**Excerto para leitura:**
========================================

Edição (n. f.):
impressão e publicação de uma obra; (figurado) alteração e/ou combinação de
diferentes elementos ou partes de um conjunto, de modo a alcançar determinado
fim.
Este é o verbete da palavra “edição”
presente no dicionário. Ao analisarmos o conceito primordial a partir de um
panorama estritamente imparcial, é-nos possível corroborar esta definição? Será
que “edição” se limita a envolver o processo de impressão e publicação de uma obra
ou será que a publicação de uma obra requere edição por si só? Creio que ambas as
ações se encontram plenamente interligadas e que não podem ser desassociadas ou
desvinculadas uma da outra.
Todavia, se tudo se torna num
problema de semântica e de interpretação, então como saber em que consiste o
trabalho de um editor? Qual o limite de edição que este pode aplicar? Quando é
que deixa de ser um trabalho de edição e passa a ser um trabalho de reescrita?
Lish é um exemplo repreensível ao
nível máximo de como um editor pode (inter)ferir. Graças ao seu génio, feriu
pouco, contudo, interferiu demasiado. A meu ver, Lish tornou-se um
ghost writer ou até mesmo um coautor de Carver. Se Carver ficou
reconhecido pelo “seu” estilo de escrita cru e bruto, nesse caso o mérito
pertence a Lish. Desta forma, o que se tornou a identidade de Carver nada é
mais do que a identidade de Lish com o seu nome.

========================================

**Dados fornecidos:**
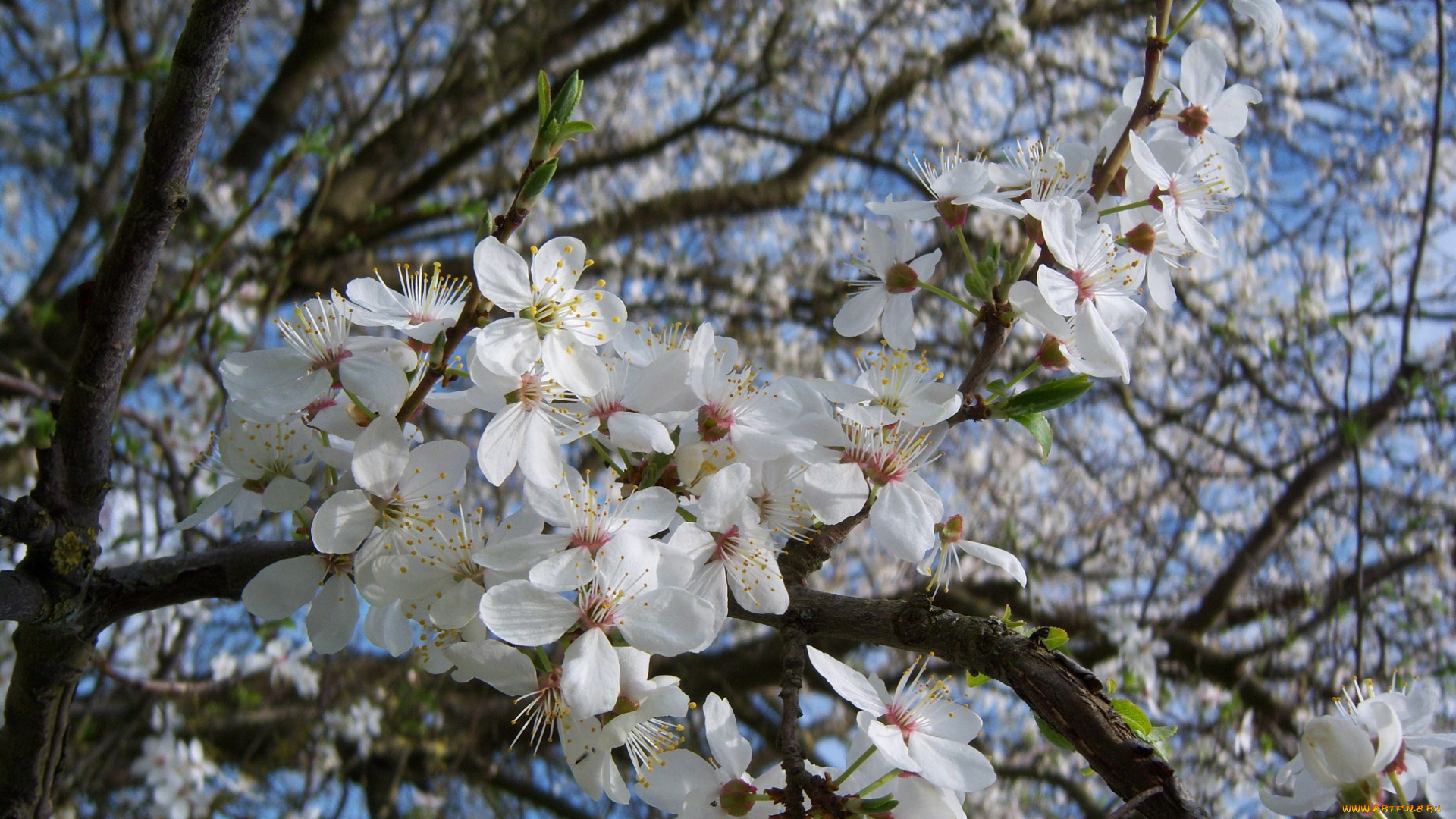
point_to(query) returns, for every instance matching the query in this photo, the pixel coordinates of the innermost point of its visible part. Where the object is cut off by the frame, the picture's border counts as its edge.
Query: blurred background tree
(1263, 515)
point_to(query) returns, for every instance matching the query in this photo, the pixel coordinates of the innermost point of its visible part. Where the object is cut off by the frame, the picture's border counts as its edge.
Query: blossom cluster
(1147, 226)
(710, 471)
(708, 468)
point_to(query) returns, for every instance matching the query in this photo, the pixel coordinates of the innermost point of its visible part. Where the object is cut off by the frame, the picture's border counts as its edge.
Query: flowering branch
(1147, 108)
(1059, 691)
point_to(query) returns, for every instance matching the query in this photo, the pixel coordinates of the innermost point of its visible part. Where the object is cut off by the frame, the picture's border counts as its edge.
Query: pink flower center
(902, 279)
(714, 423)
(726, 542)
(880, 466)
(903, 719)
(590, 541)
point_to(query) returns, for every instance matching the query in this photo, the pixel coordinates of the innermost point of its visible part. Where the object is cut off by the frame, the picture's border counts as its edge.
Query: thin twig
(1429, 205)
(792, 657)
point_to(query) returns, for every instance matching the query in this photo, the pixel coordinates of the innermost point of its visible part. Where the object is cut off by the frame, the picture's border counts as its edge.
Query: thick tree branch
(180, 579)
(76, 471)
(130, 265)
(1069, 698)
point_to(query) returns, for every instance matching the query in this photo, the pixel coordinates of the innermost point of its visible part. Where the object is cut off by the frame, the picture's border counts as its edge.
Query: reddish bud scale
(1052, 356)
(1193, 121)
(952, 213)
(734, 800)
(714, 423)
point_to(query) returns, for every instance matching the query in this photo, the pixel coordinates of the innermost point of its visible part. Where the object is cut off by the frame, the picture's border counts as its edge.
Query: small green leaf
(566, 99)
(536, 183)
(1133, 716)
(1161, 733)
(1049, 395)
(1038, 428)
(1053, 736)
(1056, 639)
(544, 96)
(974, 283)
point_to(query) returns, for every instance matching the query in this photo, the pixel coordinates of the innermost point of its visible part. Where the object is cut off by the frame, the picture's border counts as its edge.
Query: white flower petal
(495, 664)
(1203, 69)
(286, 494)
(999, 558)
(835, 490)
(343, 522)
(213, 503)
(861, 311)
(507, 347)
(283, 588)
(381, 455)
(334, 615)
(897, 325)
(590, 673)
(388, 629)
(951, 764)
(848, 682)
(730, 748)
(525, 614)
(501, 444)
(501, 275)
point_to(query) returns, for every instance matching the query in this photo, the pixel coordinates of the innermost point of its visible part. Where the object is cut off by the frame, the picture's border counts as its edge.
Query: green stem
(1184, 20)
(944, 295)
(855, 767)
(965, 248)
(880, 781)
(1128, 206)
(360, 406)
(1012, 273)
(601, 450)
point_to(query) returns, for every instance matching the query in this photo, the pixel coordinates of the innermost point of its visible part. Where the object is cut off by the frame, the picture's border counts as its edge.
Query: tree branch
(321, 33)
(1069, 698)
(130, 265)
(76, 471)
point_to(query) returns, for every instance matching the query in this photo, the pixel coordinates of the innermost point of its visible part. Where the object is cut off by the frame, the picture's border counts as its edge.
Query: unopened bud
(1193, 121)
(1119, 186)
(1052, 354)
(734, 800)
(1033, 228)
(1142, 238)
(952, 529)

========================================

**Enunciado:** Copie do excerto sobre a edição, acima, tudo desde "Todavia, se tudo" até "o seu nome.".

**Resposta:**
Todavia, se tudo se torna num
problema de semântica e de interpretação, então como saber em que consiste o
trabalho de um editor? Qual o limite de edição que este pode aplicar? Quando é
que deixa de ser um trabalho de edição e passa a ser um trabalho de reescrita?
Lish é um exemplo repreensível ao
nível máximo de como um editor pode (inter)ferir. Graças ao seu génio, feriu
pouco, contudo, interferiu demasiado. A meu ver, Lish tornou-se um
ghost writer ou até mesmo um coautor de Carver. Se Carver ficou
reconhecido pelo “seu” estilo de escrita cru e bruto, nesse caso o mérito
pertence a Lish. Desta forma, o que se tornou a identidade de Carver nada é
mais do que a identidade de Lish com o seu nome.